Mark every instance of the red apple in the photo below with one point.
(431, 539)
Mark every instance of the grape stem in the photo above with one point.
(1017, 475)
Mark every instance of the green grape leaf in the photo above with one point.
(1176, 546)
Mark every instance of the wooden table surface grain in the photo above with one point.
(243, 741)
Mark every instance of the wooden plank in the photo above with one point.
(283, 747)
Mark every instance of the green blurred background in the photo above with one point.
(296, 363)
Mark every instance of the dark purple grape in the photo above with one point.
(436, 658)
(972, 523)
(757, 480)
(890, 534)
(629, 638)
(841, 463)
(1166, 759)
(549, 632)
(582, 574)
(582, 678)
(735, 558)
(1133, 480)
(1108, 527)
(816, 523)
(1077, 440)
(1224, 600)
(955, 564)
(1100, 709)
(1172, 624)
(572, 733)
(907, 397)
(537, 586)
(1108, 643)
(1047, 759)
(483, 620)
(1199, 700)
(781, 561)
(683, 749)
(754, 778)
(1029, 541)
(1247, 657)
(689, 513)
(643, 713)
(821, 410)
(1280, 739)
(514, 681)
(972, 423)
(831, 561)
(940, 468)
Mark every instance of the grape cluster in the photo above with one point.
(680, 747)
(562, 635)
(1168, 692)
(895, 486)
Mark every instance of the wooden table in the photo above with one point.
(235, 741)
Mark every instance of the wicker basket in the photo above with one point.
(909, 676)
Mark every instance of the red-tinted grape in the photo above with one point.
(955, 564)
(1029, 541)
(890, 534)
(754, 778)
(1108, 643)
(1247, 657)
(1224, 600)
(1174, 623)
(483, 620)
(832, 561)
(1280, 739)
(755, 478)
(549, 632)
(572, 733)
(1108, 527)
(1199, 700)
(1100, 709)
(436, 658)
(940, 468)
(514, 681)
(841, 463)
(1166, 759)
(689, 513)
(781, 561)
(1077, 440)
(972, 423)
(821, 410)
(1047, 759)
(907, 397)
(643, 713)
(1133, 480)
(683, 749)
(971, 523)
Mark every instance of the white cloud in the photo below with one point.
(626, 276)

★ ★ ★ ★

* GIVEN REQUEST
Render every line of the data above as a JSON list of strings, one string per line, leaving out any blank lines.

* TASK SOLUTION
[
  "Mark every instance of the red apple in the photo below with one point.",
  "(431, 539)",
  "Mark every instance of the grape stem in the photo above with one point.",
  "(1017, 475)",
  "Mark every instance of the green grape leaf in the photo above with one point.",
  "(1176, 546)",
  "Mark every instance of the wooden table surface grain in the photo above with one point.",
  "(243, 741)",
  "Mark every instance of the wooden plank in the photo above with one point.",
  "(283, 747)",
  "Mark every instance of the green blurred background in the photo above with one point.",
  "(296, 363)",
  "Mark every instance of the dark purple grape in the photo above with one point.",
  "(436, 658)",
  "(972, 523)",
  "(757, 480)",
  "(890, 534)",
  "(629, 638)",
  "(841, 463)",
  "(1166, 759)",
  "(549, 632)",
  "(582, 574)",
  "(582, 678)",
  "(735, 558)",
  "(1133, 480)",
  "(1108, 527)",
  "(816, 523)",
  "(1077, 440)",
  "(1224, 600)",
  "(955, 564)",
  "(1100, 709)",
  "(1172, 624)",
  "(572, 733)",
  "(907, 397)",
  "(537, 586)",
  "(1108, 643)",
  "(1047, 759)",
  "(483, 620)",
  "(1199, 700)",
  "(781, 561)",
  "(683, 749)",
  "(754, 778)",
  "(1029, 541)",
  "(1247, 657)",
  "(689, 513)",
  "(643, 713)",
  "(821, 410)",
  "(1280, 739)",
  "(514, 681)",
  "(972, 423)",
  "(831, 561)",
  "(940, 468)",
  "Mark every instance of the grape cluster in the photo above with one point.",
  "(680, 747)",
  "(562, 635)",
  "(1168, 692)",
  "(895, 486)",
  "Mark every instance of the wooden table in the photo above with one point.",
  "(235, 741)",
  "Mark every instance of the wicker basket in the photo above with one point.",
  "(909, 676)",
  "Mark every instance of the red-tinted grape in the photo above with one point.",
  "(955, 564)",
  "(1029, 541)",
  "(890, 534)",
  "(754, 778)",
  "(1108, 643)",
  "(1247, 657)",
  "(1224, 600)",
  "(1174, 623)",
  "(483, 620)",
  "(832, 561)",
  "(1280, 739)",
  "(755, 478)",
  "(549, 632)",
  "(572, 733)",
  "(1108, 527)",
  "(1199, 700)",
  "(1100, 709)",
  "(436, 658)",
  "(940, 468)",
  "(514, 681)",
  "(841, 463)",
  "(1166, 759)",
  "(689, 513)",
  "(781, 561)",
  "(1077, 440)",
  "(972, 423)",
  "(821, 410)",
  "(1047, 759)",
  "(907, 397)",
  "(643, 713)",
  "(1133, 480)",
  "(683, 749)",
  "(971, 523)",
  "Mark every instance of the white cloud in the photo below with one point.",
  "(626, 276)"
]